** LISTED RECORDS follows **

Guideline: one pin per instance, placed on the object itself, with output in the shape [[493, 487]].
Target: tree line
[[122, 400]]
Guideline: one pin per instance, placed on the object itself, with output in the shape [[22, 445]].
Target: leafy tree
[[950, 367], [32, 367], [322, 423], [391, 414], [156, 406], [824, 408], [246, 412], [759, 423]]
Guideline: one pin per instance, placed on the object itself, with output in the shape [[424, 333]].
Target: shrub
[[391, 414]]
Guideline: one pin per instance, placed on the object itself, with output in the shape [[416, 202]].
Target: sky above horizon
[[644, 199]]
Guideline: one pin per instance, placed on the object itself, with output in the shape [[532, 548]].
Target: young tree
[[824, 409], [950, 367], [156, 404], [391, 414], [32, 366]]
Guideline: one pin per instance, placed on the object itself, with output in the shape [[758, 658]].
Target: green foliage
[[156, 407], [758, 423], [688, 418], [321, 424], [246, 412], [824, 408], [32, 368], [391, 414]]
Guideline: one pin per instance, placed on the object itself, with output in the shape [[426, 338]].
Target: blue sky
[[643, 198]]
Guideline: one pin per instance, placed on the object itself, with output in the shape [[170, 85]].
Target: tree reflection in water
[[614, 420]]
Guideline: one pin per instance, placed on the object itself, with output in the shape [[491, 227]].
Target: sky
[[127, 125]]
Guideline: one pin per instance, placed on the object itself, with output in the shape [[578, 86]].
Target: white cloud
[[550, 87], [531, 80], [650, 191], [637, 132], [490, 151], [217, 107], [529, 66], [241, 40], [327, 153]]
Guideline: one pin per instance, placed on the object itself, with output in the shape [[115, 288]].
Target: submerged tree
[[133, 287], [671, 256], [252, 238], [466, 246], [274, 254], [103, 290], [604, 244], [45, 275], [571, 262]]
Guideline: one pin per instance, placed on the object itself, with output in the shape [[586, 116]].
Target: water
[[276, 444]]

** End of LISTED RECORDS **

_EXERCISE GOAL_
Find where "shape [[532, 548]]." occurs in the data, and please write out that line through the last line exactly, with nothing else.

_TASK RESPONSE_
Guideline: one pin per instance, placed on the object itself, with output in the shape [[532, 548]].
Target: young tree
[[824, 409], [950, 367], [156, 404], [391, 414], [32, 366]]
Guideline: one pin per instance, placed on the object itself, with output in the shape [[758, 658]].
Target: green foliage
[[156, 407], [758, 423], [688, 418], [321, 424], [246, 412], [824, 408], [32, 368], [391, 414]]
Guideline: one pin per instance, placed on the object itself, with output in the shape [[426, 338]].
Target: blue sky
[[643, 198]]
Guideline: one pin per instance, placed on the object itself, with output in the shape [[170, 85]].
Target: tree reflection in water
[[614, 420]]
Guideline: one pin per instance, placed on the object itself, with output in the shape [[491, 227]].
Target: sky
[[127, 125]]
Guideline: one pin per instance, placed on the object itself, with output in the shape [[578, 86]].
Target: white cloud
[[550, 87], [531, 80], [650, 191], [637, 132], [490, 151], [217, 107], [529, 66], [241, 40], [327, 153]]
Guideline: one pin per instance, placed on the object itself, with output in the shape [[115, 288]].
Target: submerged tree
[[133, 287], [671, 256], [252, 238], [466, 246], [274, 254], [103, 290], [604, 244], [45, 275], [571, 262]]
Guideline: one pin per instance, placed on the object itself, with output in the shape [[586, 116]].
Target: water
[[276, 444]]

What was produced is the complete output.